*PROMPT*.
Reproduce the stretch of material below from the line containing "In the photo above, where can the pile" through the end of the material, keeping each request unchanged and shifting every coordinate in the answers by adding 83 to it.
[Start of GIVEN DATA]
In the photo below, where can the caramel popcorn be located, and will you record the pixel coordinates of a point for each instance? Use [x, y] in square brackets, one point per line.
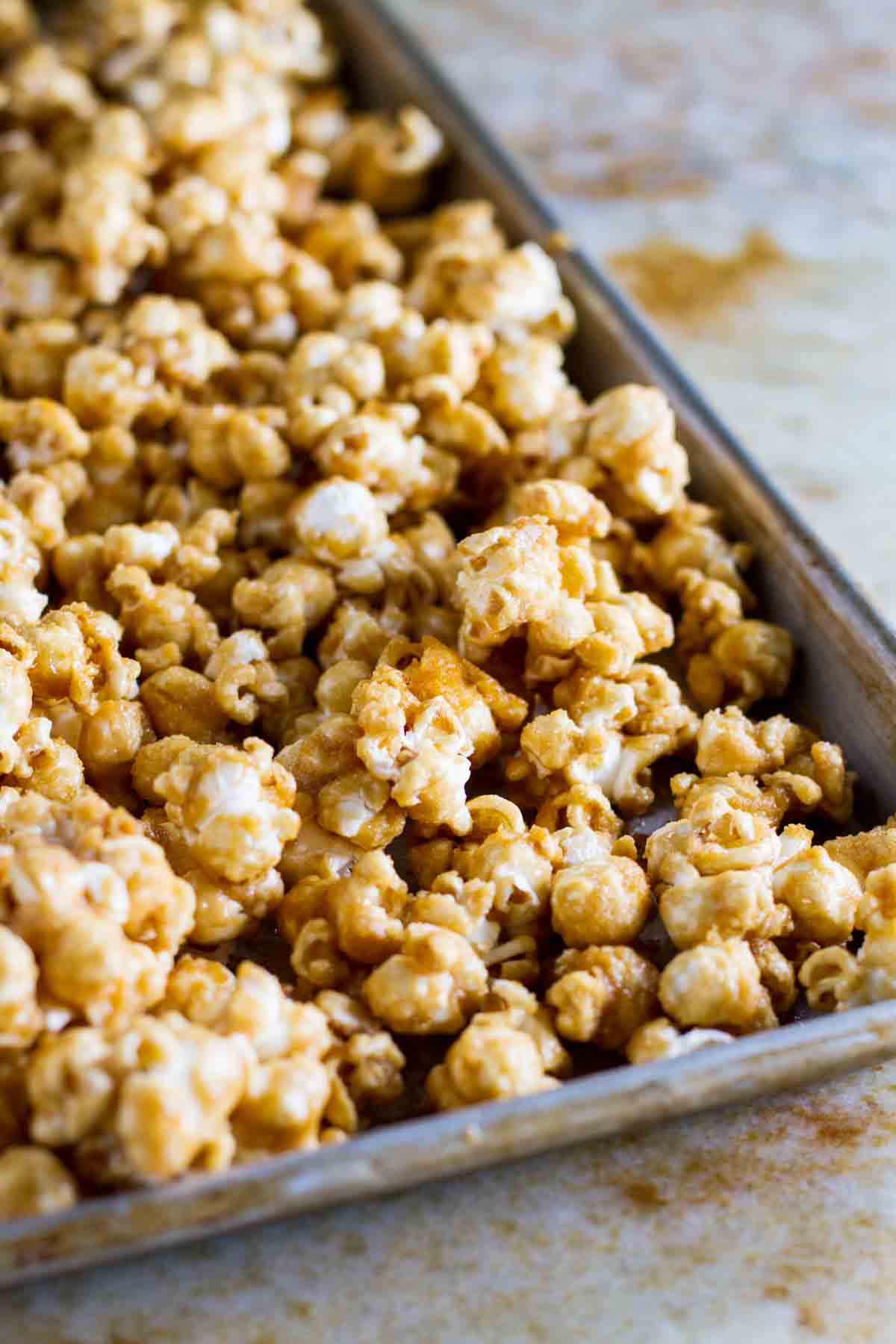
[716, 986]
[33, 1180]
[308, 544]
[602, 995]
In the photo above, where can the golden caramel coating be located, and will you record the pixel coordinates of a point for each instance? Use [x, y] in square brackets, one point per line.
[751, 660]
[716, 984]
[602, 995]
[662, 1039]
[307, 541]
[489, 1061]
[230, 806]
[34, 1180]
[433, 986]
[601, 900]
[629, 437]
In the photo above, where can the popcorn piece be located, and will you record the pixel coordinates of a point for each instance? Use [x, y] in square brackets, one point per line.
[662, 1039]
[287, 598]
[716, 984]
[423, 722]
[94, 900]
[231, 806]
[388, 161]
[20, 1018]
[835, 979]
[715, 873]
[169, 1089]
[602, 995]
[692, 539]
[602, 900]
[489, 1061]
[432, 987]
[34, 1182]
[822, 894]
[363, 907]
[630, 437]
[753, 660]
[339, 520]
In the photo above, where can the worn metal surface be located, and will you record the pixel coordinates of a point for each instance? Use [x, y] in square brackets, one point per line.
[852, 694]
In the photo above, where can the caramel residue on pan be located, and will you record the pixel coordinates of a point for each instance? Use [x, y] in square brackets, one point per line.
[648, 176]
[676, 281]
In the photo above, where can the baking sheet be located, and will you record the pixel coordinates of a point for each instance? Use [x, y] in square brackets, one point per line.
[847, 685]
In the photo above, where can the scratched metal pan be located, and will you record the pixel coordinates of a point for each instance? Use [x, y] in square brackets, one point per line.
[847, 685]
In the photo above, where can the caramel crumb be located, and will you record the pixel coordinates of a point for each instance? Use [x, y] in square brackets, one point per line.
[672, 280]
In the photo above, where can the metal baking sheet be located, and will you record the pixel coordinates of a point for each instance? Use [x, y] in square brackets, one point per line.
[847, 685]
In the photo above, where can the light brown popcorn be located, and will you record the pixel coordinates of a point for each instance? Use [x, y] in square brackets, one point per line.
[615, 764]
[363, 906]
[822, 894]
[716, 984]
[514, 292]
[42, 87]
[231, 806]
[602, 900]
[102, 222]
[34, 1182]
[489, 1061]
[879, 898]
[771, 801]
[709, 606]
[575, 512]
[351, 243]
[160, 615]
[282, 1107]
[835, 979]
[78, 658]
[326, 378]
[630, 437]
[289, 598]
[421, 749]
[34, 355]
[508, 577]
[20, 567]
[378, 448]
[339, 520]
[40, 433]
[20, 1018]
[692, 539]
[520, 867]
[238, 418]
[716, 873]
[777, 974]
[425, 717]
[432, 987]
[102, 921]
[361, 808]
[750, 662]
[602, 995]
[366, 1075]
[862, 853]
[388, 161]
[172, 1089]
[662, 1039]
[183, 702]
[729, 741]
[250, 1003]
[520, 382]
[37, 287]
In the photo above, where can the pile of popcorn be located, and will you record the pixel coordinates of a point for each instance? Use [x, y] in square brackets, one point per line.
[334, 620]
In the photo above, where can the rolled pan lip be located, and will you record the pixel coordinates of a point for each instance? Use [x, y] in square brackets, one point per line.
[430, 1148]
[End of GIVEN DATA]
*OUTPUT OF THE EXERCISE*.
In the photo above, where can the pile of popcorn be located, and will you record the pixel coordinates of a point for each instance? Use [x, y] in square brackets, one point per line.
[417, 703]
In the photo above, where can the rolled pan lip be located, and will you record the pixel coordinates of a point for each instance? Use [x, y] in square brackets, one point per line.
[513, 1231]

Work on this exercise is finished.